### 分析用本文
'''

前述のように当初はレクリエーション要素の強いスポーツだったが、次第にジャンプ力とそれを反復するスタミナ、アタックやサーブに必要な筋力、ボールを跳ね返す一瞬で方向をコントロールする技術が必要となり、身体接触はないが激しい競技に変容していった。
戦術面でも、ボールが保持できず3回以内に返すという制約から時間的猶予が少ない、あらかじめ決めたパターンから選択するようになった。相手のブロックを欺くためフェイントでアタック動作を行う、ブロックに止められることを想定し落下地点に移動するなど、攻撃に参加していない選手も考えながら常に動き続けるようになり、身体と頭脳を酷使する競技となっている。
戦術は個々の選手に声で指示すると間に合わないため、サインや作戦名によって伝達される。多くの場合、セッターが司令塔を務める。戦術を実行するためには、レシーブしたボールをセッターがトスを上げやすい状態で送ることが重要となるため、相手から返ってきたボールをいかに上手く処理するかが重要視される。
当初はレクリエーションとして考案されたことから、ボールを落とさないようにネット越しに打ち合う以外には特にルールはなく、返球までの回数も無制限だった。元になった﹁ミントン﹂を踏襲し、サイドアウト制が採用され、これは極東を除いて1998年まで続いた。ネット高は当初6フィート6インチが1900年に7フィート6インチ︵229センチメートル︶に引き上げられた。
1910年ごろに日本に伝えられたときには、4人×4人の16人、21点制で行われており、1913年の東洋オリンピック、その後の極東選手権大会も同様であった。日本独自のルールとして、12人制ののち、9人制が普及した。これは日本の提案で1923年、1927年に極東選手権にも取り入れられた。アメリカでは1922年までには6人制、15点制、ネット高244センチメートルとなっていた。1930年に日本で導入されたラリーポイント制は1934年の極東選手権でも採用された。

'''

### 元データ
'''

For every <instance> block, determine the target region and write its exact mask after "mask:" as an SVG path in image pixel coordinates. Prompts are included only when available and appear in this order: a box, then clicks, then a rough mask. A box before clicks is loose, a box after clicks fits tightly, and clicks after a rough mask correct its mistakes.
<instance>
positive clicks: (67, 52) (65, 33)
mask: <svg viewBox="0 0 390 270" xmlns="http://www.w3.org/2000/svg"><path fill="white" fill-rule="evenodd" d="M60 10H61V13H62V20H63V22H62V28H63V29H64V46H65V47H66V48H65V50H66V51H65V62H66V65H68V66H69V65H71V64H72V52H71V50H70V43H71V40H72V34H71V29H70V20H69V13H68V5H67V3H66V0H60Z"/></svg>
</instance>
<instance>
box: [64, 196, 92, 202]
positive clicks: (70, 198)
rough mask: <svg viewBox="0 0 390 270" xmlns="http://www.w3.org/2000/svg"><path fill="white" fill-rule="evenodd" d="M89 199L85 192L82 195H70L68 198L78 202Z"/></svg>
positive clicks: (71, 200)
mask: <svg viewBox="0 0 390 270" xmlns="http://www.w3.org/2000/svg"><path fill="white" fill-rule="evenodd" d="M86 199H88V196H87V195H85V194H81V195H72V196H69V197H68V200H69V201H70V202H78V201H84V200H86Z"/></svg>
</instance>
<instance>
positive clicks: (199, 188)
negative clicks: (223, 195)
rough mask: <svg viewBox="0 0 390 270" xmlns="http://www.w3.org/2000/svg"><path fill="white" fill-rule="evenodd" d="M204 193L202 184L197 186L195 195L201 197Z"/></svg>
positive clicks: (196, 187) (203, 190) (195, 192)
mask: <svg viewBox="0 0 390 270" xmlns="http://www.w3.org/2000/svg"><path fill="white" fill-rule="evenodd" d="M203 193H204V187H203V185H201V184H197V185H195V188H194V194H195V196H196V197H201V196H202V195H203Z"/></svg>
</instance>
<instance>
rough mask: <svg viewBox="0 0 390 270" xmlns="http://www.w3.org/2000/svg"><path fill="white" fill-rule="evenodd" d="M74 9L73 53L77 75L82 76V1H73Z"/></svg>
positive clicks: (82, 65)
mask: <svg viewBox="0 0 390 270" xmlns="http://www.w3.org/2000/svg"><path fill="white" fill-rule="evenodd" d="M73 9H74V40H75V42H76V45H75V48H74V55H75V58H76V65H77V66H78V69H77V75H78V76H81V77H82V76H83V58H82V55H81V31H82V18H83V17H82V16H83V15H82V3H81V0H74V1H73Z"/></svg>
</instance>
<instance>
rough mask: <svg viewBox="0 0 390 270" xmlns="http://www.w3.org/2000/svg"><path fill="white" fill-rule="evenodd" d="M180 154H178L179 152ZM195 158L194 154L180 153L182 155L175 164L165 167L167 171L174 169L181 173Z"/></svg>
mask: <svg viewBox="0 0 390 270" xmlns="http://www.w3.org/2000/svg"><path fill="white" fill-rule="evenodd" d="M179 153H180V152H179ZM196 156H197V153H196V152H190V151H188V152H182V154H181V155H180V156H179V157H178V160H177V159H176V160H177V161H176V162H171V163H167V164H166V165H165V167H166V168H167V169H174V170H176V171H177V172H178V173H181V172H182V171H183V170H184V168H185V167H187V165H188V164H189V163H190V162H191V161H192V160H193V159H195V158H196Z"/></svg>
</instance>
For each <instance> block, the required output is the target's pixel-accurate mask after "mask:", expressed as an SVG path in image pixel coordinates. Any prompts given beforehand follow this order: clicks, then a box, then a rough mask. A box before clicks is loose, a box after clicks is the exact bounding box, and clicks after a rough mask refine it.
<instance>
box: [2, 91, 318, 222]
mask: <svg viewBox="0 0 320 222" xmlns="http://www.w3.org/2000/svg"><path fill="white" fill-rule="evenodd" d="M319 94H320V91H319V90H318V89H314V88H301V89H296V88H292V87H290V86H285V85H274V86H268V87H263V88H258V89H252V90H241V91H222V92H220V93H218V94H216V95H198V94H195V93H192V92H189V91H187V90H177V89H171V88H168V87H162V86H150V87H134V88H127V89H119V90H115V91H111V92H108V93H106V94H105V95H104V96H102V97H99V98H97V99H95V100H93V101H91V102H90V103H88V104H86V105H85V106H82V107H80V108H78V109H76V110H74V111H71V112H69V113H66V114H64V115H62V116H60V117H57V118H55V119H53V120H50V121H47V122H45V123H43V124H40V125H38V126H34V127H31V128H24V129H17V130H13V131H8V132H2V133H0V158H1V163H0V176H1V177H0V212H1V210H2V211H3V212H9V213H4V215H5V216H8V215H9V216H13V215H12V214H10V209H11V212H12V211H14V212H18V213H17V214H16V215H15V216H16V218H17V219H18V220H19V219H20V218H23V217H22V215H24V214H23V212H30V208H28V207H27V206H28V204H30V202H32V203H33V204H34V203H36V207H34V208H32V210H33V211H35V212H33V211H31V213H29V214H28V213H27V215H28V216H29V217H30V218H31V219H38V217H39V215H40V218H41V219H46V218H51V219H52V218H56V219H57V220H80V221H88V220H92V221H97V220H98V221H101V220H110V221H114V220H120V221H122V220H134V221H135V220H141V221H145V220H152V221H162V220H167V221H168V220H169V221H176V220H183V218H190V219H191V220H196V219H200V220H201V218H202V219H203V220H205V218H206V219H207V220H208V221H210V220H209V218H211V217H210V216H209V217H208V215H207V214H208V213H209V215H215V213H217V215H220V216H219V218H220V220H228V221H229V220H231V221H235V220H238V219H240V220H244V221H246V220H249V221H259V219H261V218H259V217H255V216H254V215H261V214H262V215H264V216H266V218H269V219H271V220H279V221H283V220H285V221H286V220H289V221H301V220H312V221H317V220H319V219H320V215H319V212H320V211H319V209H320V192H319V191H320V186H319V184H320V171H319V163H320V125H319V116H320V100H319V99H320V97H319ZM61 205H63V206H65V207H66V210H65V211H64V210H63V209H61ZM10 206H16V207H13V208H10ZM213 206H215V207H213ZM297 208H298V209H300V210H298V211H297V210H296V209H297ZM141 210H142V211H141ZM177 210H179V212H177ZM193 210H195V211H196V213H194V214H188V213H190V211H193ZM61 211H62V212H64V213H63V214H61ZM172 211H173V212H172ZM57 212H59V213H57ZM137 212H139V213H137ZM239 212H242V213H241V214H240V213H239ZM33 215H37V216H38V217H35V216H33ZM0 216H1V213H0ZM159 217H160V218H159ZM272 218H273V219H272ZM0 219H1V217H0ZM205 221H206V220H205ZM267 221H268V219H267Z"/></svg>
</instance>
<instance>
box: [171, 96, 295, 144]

'''

### 学習課題
1. 次の(a)〜(c)がバレーボールの本文の内容と合っているかどうかを「はい」か「いいえ」で答え、判断の決め手となる本文の語句をそのまま引用しなさい。
(a) 考案された当初、返球までの回数には制限があった。
(b) 多くの場合、セッターが司令塔を務める。
(c) ネット高は1900年に6フィート6インチへ引き下げられた。
2. バレーボールの本文に基づいて、次の問いに答えなさい。
(a) 戦術がサインや作戦名によって伝達されるのはなぜか。
(b) サイドアウト制は、極東を除いて何年まで続いたか。
(c) 日本でラリーポイント制が導入されたのは何年か。
3. バレーボールの競技とルールの移り変わりを述べた本文を、最後の文の後から書き継ぎなさい。

### 課題別解答
1.
(a) いいえ 「返球までの回数も無制限だった」
(b) はい 「多くの場合、セッターが司令塔を務める。」
(c) いいえ 「1900年に7フィート6インチ」「引き上げられた」

2.
(a) 個々の選手に声で指示すると間に合わないため。
(b) 1998年
(c) 1930年

3.
大きな変更は1912年、フィリピンで導入された﹁3回以内返球﹂ルールであり、これによりレクリエーションとして考案されたバレーボールは競技スポーツに進化した。このルールはアメリカでも、フィリピンに派遣されていたE.ブラウンの提案により1922年までには導入された。このルールの導入により、初めて公式大会が開催されるようになった。
極東ではネットの高さは初めから230センチメートルであった。女子はほとんど不明だが1931年時点の日本では200センチメートルだった。国際大会と無縁となった日本では1941年、ネット高は225センチメートルに引き下げられた。1955年から1962年まで行われたアジア選手権の極東ルール︵9人制︶ゲームにおいては230センチメートルで行われた。
国際バレーボール連盟︵FIVB︶では1947年に6人制の国際ルールを制定した。
FIVB主催の大会におけるおもなルール改正としては、以下のものが挙げられる[4][5][6]。従来はオリンピックのたびに4年ごとのルール変更だったが、1994年からは変更頻度が上がった。
●1965年 ブロックのオーバーネットの許容。
●1967年 サーブ5秒以内︵1999年に8秒以内に変更︶。
●1969年 アンテナをサイドラインから20センチメートル外側に取りつけ。ボール重量270グラム±10グラム。
●1973年 パッシング・ザ・センターラインの緩和。
●1977年 ブロックのワンタッチをカウントしない。アンテナはサイドバンド上に取りつけ。スリーボールシステム︵1試合に3つのボールを使用しデッドタイムをなくす︶の導入。
●1984年 サーブに対するブロックの禁止︵FIVBロサンゼルス五輪総会にて︶。ファーストコンタクト︵1回目のレシーブのこと︶における、ドリブル︵現在のダブルコンタクト︶を許容︵アンダーハンドのみ︶。
●1989年5セット目のみをラリーポイント制に。セット間2分間。プレー中にベンチからの指示を許可。
●1994年 サービスゾーンが、従来の右隅から3メートルの範囲から、エンドラインいっぱい︵9メートル︶に広がる︵FIVBアテネ世界選手権総会にて︶。
●1995年 膝から下での打球も反則ではなくなる。ファーストコンタクトではオーバーハンドも含め、ダブルコンタクト・ホールディング︵現在のキャッチ︶をとらないことになる。
●1998年 リベロ制の正式導入︵低身長の選手にも活躍の可能性を与えることが目的︶。ボールの内気圧の低減︵最大値を0.425kgf/cm2から0.325kgf/cm2へ︶。カラーボールの使用許可。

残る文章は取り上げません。